START Supplied material

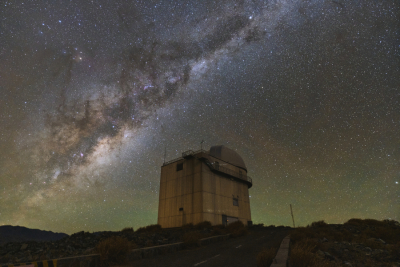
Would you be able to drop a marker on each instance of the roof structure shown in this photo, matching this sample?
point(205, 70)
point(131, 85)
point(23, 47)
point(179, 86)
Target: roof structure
point(227, 155)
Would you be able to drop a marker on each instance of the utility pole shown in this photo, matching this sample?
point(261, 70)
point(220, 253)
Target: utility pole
point(291, 212)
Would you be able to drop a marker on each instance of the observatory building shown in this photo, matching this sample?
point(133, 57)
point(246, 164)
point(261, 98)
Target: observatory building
point(204, 186)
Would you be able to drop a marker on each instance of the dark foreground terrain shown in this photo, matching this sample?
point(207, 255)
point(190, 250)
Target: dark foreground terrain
point(356, 243)
point(84, 243)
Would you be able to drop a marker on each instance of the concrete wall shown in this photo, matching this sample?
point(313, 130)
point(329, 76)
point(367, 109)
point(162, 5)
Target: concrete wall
point(204, 195)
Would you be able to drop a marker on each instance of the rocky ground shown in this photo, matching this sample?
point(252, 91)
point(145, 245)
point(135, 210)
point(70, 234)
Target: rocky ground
point(81, 243)
point(360, 243)
point(84, 243)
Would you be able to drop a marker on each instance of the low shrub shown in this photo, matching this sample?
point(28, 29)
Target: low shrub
point(236, 229)
point(153, 228)
point(114, 249)
point(319, 224)
point(191, 239)
point(187, 226)
point(301, 255)
point(127, 230)
point(265, 257)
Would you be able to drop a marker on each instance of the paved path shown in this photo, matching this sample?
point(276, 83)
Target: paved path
point(234, 252)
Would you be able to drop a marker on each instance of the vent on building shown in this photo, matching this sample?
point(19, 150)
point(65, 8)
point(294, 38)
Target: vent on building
point(179, 166)
point(235, 201)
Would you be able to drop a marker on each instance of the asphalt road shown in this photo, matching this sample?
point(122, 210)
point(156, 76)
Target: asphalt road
point(234, 252)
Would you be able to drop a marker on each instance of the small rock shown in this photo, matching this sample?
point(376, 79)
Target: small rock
point(320, 254)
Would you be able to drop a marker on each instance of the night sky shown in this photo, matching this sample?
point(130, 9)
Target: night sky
point(93, 92)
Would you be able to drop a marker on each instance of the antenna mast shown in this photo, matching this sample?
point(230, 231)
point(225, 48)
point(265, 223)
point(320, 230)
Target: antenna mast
point(291, 212)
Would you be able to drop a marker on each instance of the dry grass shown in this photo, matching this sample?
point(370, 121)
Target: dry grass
point(236, 229)
point(191, 239)
point(219, 229)
point(265, 257)
point(153, 228)
point(127, 230)
point(114, 249)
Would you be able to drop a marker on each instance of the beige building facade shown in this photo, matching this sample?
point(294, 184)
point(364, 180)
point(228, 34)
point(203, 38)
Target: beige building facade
point(204, 186)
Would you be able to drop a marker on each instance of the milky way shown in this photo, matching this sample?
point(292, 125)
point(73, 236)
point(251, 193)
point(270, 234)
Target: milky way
point(93, 94)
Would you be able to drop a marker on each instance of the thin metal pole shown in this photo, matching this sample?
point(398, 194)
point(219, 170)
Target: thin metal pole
point(291, 212)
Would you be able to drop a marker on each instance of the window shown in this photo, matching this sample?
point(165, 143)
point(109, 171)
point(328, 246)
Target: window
point(216, 165)
point(179, 166)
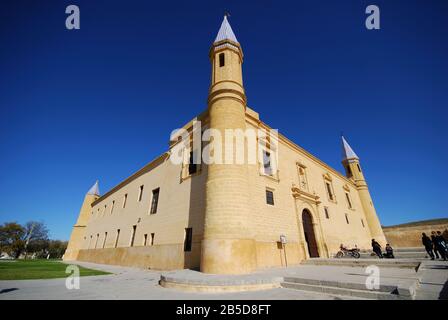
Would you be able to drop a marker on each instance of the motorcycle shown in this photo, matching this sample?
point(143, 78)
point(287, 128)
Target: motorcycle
point(348, 252)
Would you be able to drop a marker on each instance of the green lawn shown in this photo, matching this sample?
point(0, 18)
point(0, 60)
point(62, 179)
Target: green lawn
point(39, 269)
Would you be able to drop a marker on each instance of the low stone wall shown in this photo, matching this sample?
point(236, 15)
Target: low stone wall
point(158, 257)
point(410, 236)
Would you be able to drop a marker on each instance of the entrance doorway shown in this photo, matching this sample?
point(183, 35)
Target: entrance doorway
point(310, 237)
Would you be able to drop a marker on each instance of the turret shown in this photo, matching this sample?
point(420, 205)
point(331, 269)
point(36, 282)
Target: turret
point(76, 238)
point(228, 246)
point(353, 171)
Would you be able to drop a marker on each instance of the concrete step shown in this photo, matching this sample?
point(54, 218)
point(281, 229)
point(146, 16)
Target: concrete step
point(341, 291)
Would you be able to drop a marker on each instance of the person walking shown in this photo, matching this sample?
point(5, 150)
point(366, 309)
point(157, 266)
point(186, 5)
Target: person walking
point(377, 248)
point(441, 245)
point(427, 243)
point(434, 246)
point(389, 251)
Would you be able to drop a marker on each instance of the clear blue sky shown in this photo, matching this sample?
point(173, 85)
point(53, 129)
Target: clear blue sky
point(100, 102)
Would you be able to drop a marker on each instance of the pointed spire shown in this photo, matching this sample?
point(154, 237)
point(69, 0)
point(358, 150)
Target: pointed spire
point(225, 32)
point(95, 190)
point(347, 151)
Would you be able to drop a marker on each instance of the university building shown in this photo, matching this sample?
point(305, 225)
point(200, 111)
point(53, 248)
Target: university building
point(228, 218)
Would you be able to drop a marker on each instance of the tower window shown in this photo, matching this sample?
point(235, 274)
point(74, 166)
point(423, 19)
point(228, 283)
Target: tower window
point(221, 59)
point(192, 167)
point(140, 193)
point(329, 191)
point(124, 200)
point(97, 238)
point(116, 239)
point(348, 200)
point(267, 163)
point(134, 228)
point(270, 197)
point(188, 239)
point(105, 238)
point(155, 200)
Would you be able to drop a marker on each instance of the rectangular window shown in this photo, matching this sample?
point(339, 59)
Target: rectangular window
point(192, 167)
point(348, 200)
point(105, 238)
point(267, 163)
point(116, 239)
point(155, 200)
point(270, 197)
point(188, 239)
point(97, 237)
point(124, 200)
point(140, 193)
point(329, 191)
point(134, 228)
point(327, 215)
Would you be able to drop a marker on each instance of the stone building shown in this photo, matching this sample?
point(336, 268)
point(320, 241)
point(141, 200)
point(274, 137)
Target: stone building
point(228, 218)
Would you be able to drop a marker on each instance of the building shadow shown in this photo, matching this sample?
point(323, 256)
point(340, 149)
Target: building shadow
point(196, 217)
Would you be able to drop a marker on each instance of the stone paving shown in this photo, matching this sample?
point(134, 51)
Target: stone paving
point(132, 283)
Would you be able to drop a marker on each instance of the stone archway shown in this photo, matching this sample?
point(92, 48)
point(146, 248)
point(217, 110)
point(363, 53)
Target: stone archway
point(310, 236)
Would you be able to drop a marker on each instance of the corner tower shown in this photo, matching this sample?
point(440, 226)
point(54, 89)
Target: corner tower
point(227, 247)
point(353, 171)
point(76, 238)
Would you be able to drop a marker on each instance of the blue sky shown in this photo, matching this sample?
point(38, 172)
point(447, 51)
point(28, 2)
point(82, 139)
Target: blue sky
point(100, 102)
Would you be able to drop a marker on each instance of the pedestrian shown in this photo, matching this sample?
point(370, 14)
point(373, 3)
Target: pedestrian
point(427, 243)
point(434, 246)
point(441, 245)
point(377, 248)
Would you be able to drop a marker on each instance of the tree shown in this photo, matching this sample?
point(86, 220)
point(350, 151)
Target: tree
point(11, 238)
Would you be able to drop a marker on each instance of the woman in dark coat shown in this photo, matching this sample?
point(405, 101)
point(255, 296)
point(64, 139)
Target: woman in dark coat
point(427, 243)
point(377, 248)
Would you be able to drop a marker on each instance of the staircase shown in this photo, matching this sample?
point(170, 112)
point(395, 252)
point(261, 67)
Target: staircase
point(353, 290)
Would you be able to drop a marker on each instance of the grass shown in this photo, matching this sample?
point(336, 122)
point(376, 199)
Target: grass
point(39, 269)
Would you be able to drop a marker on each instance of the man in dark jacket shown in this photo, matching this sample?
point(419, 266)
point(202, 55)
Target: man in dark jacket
point(377, 248)
point(441, 245)
point(427, 243)
point(434, 246)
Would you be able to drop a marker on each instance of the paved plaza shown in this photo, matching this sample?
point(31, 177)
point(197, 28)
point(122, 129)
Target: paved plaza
point(133, 283)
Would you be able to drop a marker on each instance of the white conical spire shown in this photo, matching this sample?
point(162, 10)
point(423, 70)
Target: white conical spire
point(95, 190)
point(347, 151)
point(225, 32)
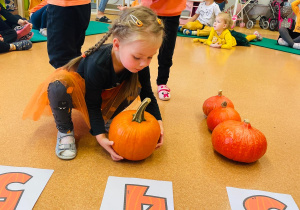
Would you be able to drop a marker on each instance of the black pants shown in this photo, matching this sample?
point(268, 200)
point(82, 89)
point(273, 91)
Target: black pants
point(66, 28)
point(167, 48)
point(9, 36)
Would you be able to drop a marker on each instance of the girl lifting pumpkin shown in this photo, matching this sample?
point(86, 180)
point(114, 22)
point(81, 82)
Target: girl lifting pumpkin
point(102, 81)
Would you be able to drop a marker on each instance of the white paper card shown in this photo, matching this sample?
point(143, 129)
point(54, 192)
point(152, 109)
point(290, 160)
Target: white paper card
point(134, 193)
point(256, 199)
point(20, 187)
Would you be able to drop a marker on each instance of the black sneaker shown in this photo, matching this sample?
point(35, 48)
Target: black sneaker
point(103, 19)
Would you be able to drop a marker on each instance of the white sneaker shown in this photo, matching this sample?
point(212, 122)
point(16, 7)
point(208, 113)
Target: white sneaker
point(296, 46)
point(282, 42)
point(43, 31)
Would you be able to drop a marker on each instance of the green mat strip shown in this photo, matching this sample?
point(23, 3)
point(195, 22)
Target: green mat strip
point(93, 28)
point(267, 43)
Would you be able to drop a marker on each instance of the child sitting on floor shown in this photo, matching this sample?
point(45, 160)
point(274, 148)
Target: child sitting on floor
point(201, 22)
point(290, 37)
point(221, 36)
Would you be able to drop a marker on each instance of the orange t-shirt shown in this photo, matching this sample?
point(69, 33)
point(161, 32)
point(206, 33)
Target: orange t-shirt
point(39, 6)
point(166, 7)
point(68, 3)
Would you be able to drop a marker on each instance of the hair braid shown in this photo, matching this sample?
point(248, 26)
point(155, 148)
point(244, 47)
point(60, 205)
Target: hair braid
point(73, 64)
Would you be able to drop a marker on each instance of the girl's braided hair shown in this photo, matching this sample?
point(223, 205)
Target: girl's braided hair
point(126, 29)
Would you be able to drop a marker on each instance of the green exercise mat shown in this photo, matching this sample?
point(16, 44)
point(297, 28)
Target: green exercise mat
point(272, 44)
point(267, 43)
point(93, 28)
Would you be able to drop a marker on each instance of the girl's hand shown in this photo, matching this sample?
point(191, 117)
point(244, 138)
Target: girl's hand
point(161, 139)
point(107, 145)
point(216, 45)
point(23, 22)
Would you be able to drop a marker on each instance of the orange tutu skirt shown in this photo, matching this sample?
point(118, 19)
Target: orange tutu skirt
point(39, 103)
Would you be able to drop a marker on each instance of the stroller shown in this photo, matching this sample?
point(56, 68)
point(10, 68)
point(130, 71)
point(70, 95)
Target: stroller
point(281, 11)
point(253, 11)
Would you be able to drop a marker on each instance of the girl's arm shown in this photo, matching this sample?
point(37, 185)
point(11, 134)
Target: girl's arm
point(228, 41)
point(295, 7)
point(193, 18)
point(210, 37)
point(152, 108)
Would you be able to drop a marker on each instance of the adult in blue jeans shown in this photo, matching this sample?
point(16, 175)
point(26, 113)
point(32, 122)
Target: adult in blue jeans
point(39, 20)
point(100, 14)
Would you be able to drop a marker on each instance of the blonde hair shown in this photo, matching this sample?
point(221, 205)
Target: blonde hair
point(227, 19)
point(126, 29)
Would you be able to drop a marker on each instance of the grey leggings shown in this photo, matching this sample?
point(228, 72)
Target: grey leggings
point(289, 36)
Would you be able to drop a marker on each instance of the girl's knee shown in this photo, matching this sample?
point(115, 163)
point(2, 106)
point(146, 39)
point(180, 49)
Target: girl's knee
point(58, 96)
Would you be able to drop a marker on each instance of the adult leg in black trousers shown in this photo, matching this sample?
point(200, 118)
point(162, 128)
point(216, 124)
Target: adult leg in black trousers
point(167, 49)
point(66, 28)
point(9, 36)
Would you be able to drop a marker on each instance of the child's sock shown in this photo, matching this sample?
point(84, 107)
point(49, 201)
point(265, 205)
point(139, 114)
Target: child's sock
point(296, 46)
point(282, 42)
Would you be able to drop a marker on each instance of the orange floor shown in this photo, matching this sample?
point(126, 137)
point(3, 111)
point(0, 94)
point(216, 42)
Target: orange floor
point(263, 84)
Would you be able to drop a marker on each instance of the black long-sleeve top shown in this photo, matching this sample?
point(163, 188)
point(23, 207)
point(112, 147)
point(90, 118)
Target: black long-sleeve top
point(8, 16)
point(98, 72)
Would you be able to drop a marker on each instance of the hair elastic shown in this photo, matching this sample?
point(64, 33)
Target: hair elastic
point(136, 21)
point(158, 20)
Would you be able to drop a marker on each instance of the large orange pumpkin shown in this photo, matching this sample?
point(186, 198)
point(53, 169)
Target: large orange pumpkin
point(135, 133)
point(221, 114)
point(214, 102)
point(239, 141)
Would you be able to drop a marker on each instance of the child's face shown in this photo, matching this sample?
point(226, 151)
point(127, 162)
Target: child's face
point(219, 24)
point(137, 55)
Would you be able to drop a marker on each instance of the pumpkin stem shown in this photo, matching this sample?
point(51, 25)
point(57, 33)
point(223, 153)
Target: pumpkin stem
point(247, 123)
point(224, 104)
point(139, 115)
point(220, 92)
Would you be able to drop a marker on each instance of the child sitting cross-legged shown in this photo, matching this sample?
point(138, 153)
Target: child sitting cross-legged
point(222, 37)
point(200, 23)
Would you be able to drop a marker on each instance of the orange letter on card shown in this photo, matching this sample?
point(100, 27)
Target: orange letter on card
point(135, 198)
point(9, 199)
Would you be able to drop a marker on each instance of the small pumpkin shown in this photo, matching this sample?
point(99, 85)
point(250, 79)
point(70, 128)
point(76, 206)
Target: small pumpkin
point(214, 102)
point(239, 141)
point(135, 133)
point(221, 114)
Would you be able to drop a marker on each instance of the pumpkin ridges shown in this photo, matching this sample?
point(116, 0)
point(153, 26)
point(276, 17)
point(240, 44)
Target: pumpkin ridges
point(239, 142)
point(214, 102)
point(134, 140)
point(221, 114)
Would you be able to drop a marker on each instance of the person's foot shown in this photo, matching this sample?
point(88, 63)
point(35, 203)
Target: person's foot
point(258, 36)
point(22, 30)
point(43, 31)
point(22, 45)
point(27, 37)
point(163, 92)
point(65, 146)
point(180, 29)
point(103, 19)
point(296, 46)
point(187, 32)
point(282, 42)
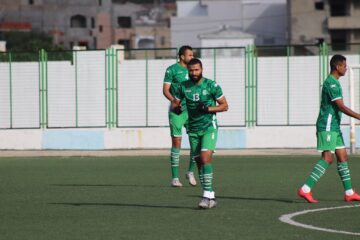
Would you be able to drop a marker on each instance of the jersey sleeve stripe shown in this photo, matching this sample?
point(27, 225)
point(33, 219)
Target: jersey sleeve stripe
point(336, 99)
point(220, 97)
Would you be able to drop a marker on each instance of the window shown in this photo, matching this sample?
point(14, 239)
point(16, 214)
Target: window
point(338, 9)
point(356, 4)
point(84, 44)
point(269, 41)
point(338, 40)
point(357, 34)
point(78, 21)
point(124, 22)
point(319, 5)
point(92, 22)
point(125, 43)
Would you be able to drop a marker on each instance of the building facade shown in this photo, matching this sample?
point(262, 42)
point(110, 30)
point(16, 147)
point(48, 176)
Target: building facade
point(334, 21)
point(265, 20)
point(95, 24)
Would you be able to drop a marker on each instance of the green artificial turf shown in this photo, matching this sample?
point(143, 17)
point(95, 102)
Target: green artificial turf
point(131, 198)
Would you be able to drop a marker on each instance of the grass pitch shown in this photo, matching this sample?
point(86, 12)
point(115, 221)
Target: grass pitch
point(131, 198)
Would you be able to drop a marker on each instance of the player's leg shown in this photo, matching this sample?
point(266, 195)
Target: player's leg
point(195, 147)
point(192, 162)
point(176, 135)
point(343, 170)
point(208, 143)
point(326, 144)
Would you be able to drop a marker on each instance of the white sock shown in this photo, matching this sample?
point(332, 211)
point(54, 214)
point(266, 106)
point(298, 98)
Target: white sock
point(349, 192)
point(306, 188)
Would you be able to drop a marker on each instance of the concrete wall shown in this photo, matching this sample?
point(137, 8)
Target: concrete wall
point(144, 138)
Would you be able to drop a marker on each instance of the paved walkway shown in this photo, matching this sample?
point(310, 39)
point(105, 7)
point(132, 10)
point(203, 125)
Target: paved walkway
point(150, 152)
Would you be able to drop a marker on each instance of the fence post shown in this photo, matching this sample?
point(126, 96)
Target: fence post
point(251, 86)
point(43, 89)
point(10, 86)
point(147, 86)
point(111, 89)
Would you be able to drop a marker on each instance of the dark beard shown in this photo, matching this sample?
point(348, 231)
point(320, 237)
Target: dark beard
point(196, 80)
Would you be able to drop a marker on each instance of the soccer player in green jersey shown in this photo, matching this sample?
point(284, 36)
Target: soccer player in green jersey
point(178, 117)
point(329, 136)
point(203, 98)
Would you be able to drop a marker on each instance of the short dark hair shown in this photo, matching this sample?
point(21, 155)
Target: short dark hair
point(183, 49)
point(336, 60)
point(195, 61)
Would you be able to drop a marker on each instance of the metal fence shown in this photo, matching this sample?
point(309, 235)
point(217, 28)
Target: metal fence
point(265, 86)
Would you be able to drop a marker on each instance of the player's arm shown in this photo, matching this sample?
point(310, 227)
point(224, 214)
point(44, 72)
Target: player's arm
point(341, 106)
point(221, 106)
point(166, 92)
point(175, 103)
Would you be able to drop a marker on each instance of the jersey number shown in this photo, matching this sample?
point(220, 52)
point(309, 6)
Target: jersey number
point(196, 97)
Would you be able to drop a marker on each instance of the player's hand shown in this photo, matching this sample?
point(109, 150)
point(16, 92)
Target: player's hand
point(203, 108)
point(177, 110)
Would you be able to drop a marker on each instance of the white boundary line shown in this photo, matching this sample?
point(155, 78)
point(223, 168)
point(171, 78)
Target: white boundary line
point(287, 218)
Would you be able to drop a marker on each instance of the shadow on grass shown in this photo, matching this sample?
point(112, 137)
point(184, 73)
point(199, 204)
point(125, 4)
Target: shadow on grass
point(108, 185)
point(284, 200)
point(123, 205)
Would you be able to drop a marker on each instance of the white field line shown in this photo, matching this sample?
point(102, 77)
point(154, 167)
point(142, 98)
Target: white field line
point(287, 218)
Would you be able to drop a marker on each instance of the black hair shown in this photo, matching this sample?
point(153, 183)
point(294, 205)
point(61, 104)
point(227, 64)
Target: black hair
point(195, 61)
point(336, 60)
point(183, 49)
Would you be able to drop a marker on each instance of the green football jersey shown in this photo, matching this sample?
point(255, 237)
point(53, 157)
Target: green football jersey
point(206, 91)
point(329, 116)
point(174, 75)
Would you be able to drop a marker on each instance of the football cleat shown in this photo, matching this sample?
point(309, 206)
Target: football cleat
point(191, 178)
point(353, 197)
point(175, 182)
point(207, 203)
point(307, 196)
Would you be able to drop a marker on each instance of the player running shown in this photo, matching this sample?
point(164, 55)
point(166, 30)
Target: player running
point(201, 96)
point(328, 133)
point(178, 117)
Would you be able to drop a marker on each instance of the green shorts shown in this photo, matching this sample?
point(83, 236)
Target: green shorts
point(177, 122)
point(329, 141)
point(203, 141)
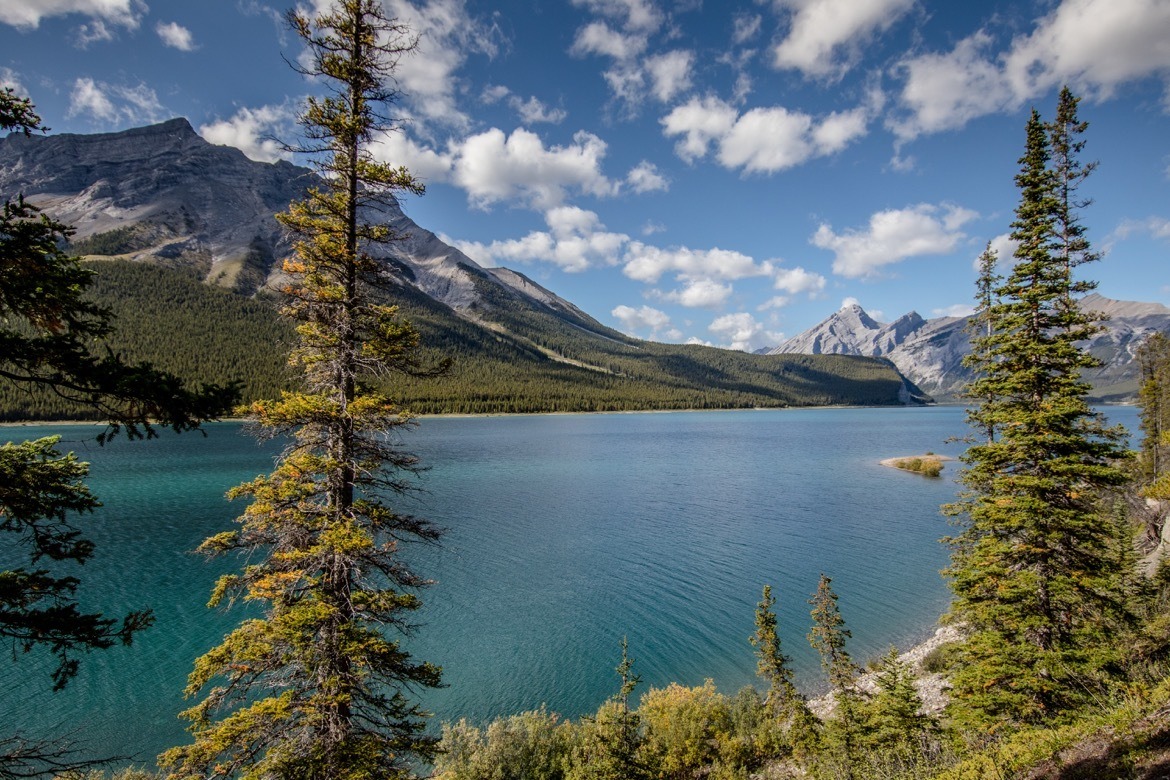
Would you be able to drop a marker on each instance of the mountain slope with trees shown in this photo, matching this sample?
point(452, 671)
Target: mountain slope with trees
point(159, 211)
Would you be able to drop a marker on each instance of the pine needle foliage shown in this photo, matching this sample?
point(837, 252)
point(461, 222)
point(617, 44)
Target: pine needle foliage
point(319, 685)
point(1032, 571)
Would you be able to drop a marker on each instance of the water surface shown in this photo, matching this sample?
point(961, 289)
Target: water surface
point(565, 533)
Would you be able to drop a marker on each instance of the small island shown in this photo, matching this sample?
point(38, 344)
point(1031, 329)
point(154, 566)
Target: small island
point(928, 466)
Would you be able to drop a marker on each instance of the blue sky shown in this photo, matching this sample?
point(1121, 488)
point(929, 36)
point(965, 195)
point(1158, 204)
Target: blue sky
point(727, 172)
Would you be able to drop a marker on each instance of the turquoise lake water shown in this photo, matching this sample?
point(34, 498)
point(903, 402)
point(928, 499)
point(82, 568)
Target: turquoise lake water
point(564, 533)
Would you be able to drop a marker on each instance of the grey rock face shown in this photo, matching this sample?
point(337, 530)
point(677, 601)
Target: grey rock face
point(930, 351)
point(185, 201)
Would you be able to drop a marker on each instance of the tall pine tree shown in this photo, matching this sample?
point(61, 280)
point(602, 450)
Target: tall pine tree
point(827, 636)
point(319, 687)
point(1032, 572)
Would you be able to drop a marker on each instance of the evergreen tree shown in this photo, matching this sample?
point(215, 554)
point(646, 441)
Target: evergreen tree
point(49, 338)
point(315, 688)
point(827, 636)
point(612, 743)
point(982, 324)
point(1031, 570)
point(894, 713)
point(1072, 243)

END Supplied material

§ **What this task involves**
Go back to the data above and please quote exactly, and only, the lines from the line with "water shown in this photo, matching this sample?" through its last line.

§ **Solution for this exercise**
Would you be able to drop a marker on each instance of the turquoise lake water shown in this photo, matching this sample?
point(34, 498)
point(903, 402)
point(928, 499)
point(82, 568)
Target: turquoise lake water
point(564, 533)
Would you be able to drop a marker on each instance of the grey rock face shown in this photo, matching this sample?
point(337, 530)
point(677, 601)
Target: grey rock face
point(930, 351)
point(185, 201)
Would you be able to drop a marker on each instance of the tall pine tree shown in this photo, matching this sample?
point(61, 280)
point(602, 450)
Target: tall pine tree
point(827, 636)
point(319, 687)
point(1032, 572)
Would you be able to drop a marker on each instance of the evergreen tree shown in this photo, matching this sample?
point(215, 554)
point(646, 441)
Target: evergreen tree
point(49, 338)
point(315, 688)
point(827, 636)
point(612, 743)
point(982, 324)
point(1031, 570)
point(894, 713)
point(1072, 243)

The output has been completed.